Kenya Shopping Centre Attack: 59 killed, over 170 injured

At least 59 people were killed and 175 others injured in Saturday’s shooting at an upscale mall in Kenya’s capital city of Nairobi, which is being called the worst terrorist attack in the East African nation since the bombing of the US Embassy in 1998, according to state house spokesman Manoah Esipisu.

PANA reports that some 24 hours after the attack was launched, the standoff between the 10 hooded gunmen (and at least a woman) who stormed the Westgate mall about noon (Kenyan time), and security agencies continued.

At least 30 hostages are believed to still be inside the mall.

PANA quotes Kenya’s Sunday Nation newspaper as saying the Somalia-based al-Qaeda-affiliate Islamic terrorist group, al-Shabaab, has claimed responsibility for the attack, which was carried out on a day designated by the UN as the International Day of Peace (21 Sept).

President Uhuru Kenyatta, whose son Jomo and sister Christine were at the mall when it was attacked but escaped unhurt, addressed the nation on Saturday night, vowing to hunt down and punish those behind the terror attack.

★ ★ ★ ★ ★

Goal of the exercise
Write out the Nairobi mall attack report in full, word for word. The records have no connection to the Nairobi mall attack report.

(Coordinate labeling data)
★ ★ ★ ★ ★

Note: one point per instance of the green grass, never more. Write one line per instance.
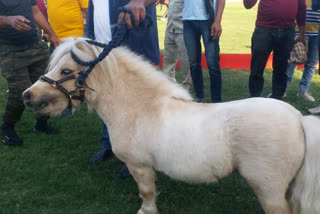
(50, 175)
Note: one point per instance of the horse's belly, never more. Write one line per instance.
(194, 161)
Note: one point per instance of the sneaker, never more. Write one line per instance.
(284, 95)
(315, 110)
(46, 129)
(102, 155)
(200, 100)
(306, 96)
(9, 136)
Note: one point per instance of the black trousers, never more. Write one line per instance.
(265, 40)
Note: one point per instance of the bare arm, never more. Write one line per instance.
(84, 13)
(249, 3)
(216, 28)
(17, 22)
(43, 24)
(138, 7)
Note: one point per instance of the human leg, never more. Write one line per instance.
(106, 151)
(39, 61)
(261, 48)
(310, 65)
(212, 51)
(18, 80)
(290, 71)
(282, 46)
(184, 60)
(191, 35)
(170, 55)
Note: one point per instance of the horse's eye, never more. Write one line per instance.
(66, 71)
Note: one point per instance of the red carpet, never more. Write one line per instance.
(232, 61)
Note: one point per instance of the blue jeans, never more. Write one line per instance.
(265, 40)
(192, 31)
(105, 138)
(309, 66)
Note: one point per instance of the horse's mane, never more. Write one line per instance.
(134, 62)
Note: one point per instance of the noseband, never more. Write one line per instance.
(69, 94)
(118, 38)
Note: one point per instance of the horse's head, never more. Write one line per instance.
(57, 91)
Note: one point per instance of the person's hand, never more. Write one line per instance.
(54, 39)
(46, 37)
(17, 22)
(300, 38)
(139, 13)
(216, 30)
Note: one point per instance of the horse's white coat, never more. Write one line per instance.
(154, 124)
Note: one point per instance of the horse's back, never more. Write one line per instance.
(208, 141)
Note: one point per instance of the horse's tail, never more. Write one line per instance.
(304, 192)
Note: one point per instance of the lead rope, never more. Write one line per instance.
(118, 37)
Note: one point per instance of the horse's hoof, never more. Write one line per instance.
(141, 211)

★ ★ ★ ★ ★

Worked answer
Kenya Shopping Centre Attack: 59 killed, over 170 injured

At least 59 people were killed and 175 others injured in Saturday’s shooting at an upscale mall in Kenya’s capital city of Nairobi, which is being called the worst terrorist attack in the East African nation since the bombing of the US Embassy in 1998, according to state house spokesman Manoah Esipisu.

PANA reports that some 24 hours after the attack was launched, the standoff between the 10 hooded gunmen (and at least a woman) who stormed the Westgate mall about noon (Kenyan time), and security agencies continued.

At least 30 hostages are believed to still be inside the mall.

PANA quotes Kenya’s Sunday Nation newspaper as saying the Somalia-based al-Qaeda-affiliate Islamic terrorist group, al-Shabaab, has claimed responsibility for the attack, which was carried out on a day designated by the UN as the International Day of Peace (21 Sept).

President Uhuru Kenyatta, whose son Jomo and sister Christine were at the mall when it was attacked but escaped unhurt, addressed the nation on Saturday night, vowing to hunt down and punish those behind the terror attack.